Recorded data
++++++++++
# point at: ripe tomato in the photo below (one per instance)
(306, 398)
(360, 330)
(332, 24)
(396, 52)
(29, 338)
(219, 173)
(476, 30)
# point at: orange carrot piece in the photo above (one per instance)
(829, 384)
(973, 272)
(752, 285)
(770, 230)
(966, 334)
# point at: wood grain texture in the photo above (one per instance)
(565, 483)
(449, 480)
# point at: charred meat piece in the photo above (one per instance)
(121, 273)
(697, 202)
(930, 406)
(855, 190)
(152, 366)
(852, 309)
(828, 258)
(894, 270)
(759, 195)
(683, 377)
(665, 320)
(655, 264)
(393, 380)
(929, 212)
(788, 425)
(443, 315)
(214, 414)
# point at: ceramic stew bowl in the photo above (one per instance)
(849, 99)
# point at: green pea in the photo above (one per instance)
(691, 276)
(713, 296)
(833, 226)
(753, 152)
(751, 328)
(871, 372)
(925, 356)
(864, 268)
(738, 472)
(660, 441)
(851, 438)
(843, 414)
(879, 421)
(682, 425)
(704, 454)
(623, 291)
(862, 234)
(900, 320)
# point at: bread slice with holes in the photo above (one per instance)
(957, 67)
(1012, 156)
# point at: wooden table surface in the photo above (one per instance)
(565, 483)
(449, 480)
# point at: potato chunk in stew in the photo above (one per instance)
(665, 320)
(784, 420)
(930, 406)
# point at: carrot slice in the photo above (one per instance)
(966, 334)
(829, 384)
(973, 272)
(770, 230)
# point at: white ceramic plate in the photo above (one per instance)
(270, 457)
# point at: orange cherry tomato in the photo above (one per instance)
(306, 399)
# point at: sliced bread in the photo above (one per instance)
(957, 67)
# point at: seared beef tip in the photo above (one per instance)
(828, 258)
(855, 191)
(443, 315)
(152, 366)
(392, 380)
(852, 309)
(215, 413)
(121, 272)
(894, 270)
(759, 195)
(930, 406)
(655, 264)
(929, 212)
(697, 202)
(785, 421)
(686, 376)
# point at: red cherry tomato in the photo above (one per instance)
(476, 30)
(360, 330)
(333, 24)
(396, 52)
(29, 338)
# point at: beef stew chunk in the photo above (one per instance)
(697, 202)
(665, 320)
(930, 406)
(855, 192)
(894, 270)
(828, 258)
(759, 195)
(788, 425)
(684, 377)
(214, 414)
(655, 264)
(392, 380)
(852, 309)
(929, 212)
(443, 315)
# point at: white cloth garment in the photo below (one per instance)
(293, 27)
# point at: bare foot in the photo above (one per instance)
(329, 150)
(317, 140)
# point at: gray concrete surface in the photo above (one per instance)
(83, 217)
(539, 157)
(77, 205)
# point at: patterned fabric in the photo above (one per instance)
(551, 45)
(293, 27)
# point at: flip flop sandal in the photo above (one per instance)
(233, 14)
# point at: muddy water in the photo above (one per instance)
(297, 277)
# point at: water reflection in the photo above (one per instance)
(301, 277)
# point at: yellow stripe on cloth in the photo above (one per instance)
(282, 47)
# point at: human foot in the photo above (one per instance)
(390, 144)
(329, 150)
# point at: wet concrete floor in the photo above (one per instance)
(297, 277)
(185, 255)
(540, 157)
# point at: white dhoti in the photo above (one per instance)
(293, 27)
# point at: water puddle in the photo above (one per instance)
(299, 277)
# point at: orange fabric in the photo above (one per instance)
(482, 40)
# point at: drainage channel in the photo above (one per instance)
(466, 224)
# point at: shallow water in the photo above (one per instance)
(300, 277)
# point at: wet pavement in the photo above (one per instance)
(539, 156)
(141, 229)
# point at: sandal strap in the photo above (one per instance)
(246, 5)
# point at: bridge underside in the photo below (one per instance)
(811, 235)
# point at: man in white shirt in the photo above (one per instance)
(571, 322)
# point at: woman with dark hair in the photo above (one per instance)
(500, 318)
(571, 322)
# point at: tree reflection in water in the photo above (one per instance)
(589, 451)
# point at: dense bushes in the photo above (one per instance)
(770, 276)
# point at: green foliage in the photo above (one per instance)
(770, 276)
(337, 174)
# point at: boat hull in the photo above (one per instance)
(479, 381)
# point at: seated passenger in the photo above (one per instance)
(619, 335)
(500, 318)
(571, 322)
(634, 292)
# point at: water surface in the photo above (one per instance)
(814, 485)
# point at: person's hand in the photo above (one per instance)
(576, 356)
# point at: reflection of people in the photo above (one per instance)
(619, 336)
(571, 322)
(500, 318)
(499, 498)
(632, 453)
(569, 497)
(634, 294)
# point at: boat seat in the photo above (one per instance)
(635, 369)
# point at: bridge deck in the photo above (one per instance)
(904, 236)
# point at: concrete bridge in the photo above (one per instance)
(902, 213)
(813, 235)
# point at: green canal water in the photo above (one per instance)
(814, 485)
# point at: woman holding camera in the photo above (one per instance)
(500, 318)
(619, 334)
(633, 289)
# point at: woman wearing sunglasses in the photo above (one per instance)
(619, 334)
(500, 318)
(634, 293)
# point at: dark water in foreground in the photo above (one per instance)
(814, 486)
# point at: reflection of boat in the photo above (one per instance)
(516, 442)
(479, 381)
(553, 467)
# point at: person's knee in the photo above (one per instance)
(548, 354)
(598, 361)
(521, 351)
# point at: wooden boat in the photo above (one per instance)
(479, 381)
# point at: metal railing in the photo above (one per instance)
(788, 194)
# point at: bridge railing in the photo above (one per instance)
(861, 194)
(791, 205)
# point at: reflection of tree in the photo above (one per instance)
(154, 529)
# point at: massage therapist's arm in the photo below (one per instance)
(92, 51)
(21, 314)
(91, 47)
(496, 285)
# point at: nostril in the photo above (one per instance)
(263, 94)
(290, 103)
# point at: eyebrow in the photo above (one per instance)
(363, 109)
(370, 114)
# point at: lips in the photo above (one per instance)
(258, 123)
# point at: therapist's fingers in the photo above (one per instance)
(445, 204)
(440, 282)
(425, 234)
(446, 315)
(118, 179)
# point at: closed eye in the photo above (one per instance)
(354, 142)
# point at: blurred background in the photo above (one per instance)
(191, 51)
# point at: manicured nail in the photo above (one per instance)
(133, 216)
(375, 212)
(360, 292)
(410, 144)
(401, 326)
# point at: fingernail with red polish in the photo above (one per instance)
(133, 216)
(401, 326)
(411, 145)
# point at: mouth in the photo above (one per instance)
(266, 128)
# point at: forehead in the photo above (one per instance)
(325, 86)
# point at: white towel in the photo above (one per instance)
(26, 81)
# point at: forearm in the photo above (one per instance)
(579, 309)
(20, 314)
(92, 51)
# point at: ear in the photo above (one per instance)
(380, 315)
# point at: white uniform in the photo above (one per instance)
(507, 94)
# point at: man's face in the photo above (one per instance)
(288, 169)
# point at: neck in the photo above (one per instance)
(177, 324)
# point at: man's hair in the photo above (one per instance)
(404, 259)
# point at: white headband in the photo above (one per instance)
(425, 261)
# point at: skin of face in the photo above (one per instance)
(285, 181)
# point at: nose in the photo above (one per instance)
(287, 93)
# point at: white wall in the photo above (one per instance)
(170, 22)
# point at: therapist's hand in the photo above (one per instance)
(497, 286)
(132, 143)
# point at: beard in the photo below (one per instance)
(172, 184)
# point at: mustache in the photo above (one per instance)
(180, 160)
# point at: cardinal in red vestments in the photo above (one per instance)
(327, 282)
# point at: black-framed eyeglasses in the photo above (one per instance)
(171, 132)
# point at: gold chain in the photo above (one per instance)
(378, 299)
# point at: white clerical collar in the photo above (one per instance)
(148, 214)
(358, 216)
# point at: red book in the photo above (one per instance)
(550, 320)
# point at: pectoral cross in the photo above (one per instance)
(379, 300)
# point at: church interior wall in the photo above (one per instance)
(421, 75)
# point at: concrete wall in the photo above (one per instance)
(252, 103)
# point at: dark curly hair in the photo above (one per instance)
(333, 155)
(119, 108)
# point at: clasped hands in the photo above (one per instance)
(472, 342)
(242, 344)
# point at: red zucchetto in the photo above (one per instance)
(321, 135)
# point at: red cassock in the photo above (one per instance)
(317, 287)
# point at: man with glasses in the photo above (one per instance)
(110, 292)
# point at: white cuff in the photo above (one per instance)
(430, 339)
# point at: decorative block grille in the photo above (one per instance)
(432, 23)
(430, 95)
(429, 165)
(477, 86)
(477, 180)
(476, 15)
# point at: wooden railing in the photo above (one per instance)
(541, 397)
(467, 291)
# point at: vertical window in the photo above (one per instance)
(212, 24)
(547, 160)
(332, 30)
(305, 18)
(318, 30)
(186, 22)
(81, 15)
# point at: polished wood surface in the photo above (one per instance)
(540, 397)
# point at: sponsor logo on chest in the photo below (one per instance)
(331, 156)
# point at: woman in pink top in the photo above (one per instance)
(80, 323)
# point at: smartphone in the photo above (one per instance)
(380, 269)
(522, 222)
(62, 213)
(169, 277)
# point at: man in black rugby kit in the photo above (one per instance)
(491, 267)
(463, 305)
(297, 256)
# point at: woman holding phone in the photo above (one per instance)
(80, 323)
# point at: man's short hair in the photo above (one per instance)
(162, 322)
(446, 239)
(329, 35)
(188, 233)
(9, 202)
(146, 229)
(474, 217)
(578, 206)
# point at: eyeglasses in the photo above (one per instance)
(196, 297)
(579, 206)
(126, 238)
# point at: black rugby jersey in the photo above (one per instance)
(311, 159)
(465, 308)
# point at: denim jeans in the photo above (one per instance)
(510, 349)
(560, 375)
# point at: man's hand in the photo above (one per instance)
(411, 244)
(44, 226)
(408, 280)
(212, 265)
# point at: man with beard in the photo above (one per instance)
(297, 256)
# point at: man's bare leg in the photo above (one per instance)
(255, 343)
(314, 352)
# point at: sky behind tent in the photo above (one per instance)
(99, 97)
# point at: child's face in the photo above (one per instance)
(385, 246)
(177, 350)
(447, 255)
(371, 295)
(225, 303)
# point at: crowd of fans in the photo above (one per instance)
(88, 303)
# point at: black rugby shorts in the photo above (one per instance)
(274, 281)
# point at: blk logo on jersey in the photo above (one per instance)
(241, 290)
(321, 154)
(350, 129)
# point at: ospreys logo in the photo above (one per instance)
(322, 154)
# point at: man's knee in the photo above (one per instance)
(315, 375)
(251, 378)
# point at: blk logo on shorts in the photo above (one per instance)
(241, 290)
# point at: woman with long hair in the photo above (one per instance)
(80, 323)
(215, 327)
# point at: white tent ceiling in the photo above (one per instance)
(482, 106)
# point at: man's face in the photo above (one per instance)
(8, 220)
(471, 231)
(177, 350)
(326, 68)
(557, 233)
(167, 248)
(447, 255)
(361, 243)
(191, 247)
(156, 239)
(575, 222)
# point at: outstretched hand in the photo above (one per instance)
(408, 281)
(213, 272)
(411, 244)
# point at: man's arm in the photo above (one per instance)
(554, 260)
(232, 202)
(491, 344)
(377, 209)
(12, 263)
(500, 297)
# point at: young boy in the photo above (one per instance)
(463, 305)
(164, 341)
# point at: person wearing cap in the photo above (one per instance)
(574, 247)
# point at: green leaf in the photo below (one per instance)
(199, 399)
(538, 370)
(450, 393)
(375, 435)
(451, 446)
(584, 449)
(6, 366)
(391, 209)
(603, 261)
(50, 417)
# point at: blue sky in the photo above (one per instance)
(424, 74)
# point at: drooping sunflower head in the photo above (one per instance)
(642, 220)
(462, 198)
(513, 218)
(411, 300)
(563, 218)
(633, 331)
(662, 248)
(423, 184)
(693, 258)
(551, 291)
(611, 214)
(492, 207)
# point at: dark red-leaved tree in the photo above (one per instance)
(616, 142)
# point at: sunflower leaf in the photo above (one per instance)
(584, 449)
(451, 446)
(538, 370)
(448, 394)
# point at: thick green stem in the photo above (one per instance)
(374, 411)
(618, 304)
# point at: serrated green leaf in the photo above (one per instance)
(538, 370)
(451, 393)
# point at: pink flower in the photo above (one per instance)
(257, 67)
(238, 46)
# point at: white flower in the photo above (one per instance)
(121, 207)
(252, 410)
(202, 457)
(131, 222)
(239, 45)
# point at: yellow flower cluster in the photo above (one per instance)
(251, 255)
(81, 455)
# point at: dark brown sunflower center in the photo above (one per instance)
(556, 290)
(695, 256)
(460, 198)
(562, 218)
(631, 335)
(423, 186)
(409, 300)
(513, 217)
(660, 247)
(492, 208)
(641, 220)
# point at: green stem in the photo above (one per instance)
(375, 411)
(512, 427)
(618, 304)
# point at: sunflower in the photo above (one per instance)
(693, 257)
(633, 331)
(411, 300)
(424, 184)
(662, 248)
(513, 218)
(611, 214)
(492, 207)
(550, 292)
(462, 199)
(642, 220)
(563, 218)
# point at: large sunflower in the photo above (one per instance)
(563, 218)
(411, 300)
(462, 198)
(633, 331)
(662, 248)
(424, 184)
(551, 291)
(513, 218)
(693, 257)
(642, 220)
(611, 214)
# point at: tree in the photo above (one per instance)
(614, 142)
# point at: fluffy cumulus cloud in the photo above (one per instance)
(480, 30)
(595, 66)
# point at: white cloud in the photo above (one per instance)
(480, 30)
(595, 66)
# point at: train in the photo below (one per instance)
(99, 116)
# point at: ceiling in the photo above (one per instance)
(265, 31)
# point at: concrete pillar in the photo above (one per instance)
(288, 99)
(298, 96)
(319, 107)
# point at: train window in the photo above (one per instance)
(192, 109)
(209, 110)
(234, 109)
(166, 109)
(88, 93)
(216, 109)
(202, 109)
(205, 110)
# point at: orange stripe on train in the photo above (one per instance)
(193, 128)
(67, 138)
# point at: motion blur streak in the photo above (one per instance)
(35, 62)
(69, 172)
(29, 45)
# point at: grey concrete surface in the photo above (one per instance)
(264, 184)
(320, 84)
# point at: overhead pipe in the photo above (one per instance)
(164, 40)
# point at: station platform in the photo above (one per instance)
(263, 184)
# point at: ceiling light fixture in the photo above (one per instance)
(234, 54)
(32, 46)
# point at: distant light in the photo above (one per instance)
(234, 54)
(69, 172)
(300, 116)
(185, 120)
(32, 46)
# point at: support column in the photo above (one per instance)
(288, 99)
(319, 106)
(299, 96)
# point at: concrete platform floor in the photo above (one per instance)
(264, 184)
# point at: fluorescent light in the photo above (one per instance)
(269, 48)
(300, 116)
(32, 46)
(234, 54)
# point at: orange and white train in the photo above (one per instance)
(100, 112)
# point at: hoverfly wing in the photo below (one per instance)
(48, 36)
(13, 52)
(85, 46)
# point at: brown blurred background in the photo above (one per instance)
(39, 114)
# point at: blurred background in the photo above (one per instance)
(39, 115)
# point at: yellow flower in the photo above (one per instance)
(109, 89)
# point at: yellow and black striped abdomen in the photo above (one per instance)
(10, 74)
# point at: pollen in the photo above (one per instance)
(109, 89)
++++++++++
Set exercise
Quote only the lines from the line containing "# point at: support" through the end of the listing, please, keeping both the first and the last line.

Task result
# point at: support column in the photo above (one per instance)
(288, 99)
(319, 106)
(299, 96)
# point at: concrete platform floor in the photo above (one per instance)
(264, 184)
# point at: fluorescent light in the photo above (one per instance)
(269, 48)
(300, 116)
(32, 46)
(234, 54)
# point at: orange and white train in the photo above (one per instance)
(100, 112)
# point at: hoverfly wing in the photo below (one per instance)
(48, 36)
(13, 52)
(85, 46)
# point at: brown blurred background in the photo above (one per instance)
(39, 114)
# point at: blurred background in the photo above (one per instance)
(39, 115)
# point at: yellow flower in the photo above (one per instance)
(109, 89)
# point at: yellow and black striped abdomen in the photo above (one per instance)
(10, 74)
# point at: pollen in the photo above (one per instance)
(109, 89)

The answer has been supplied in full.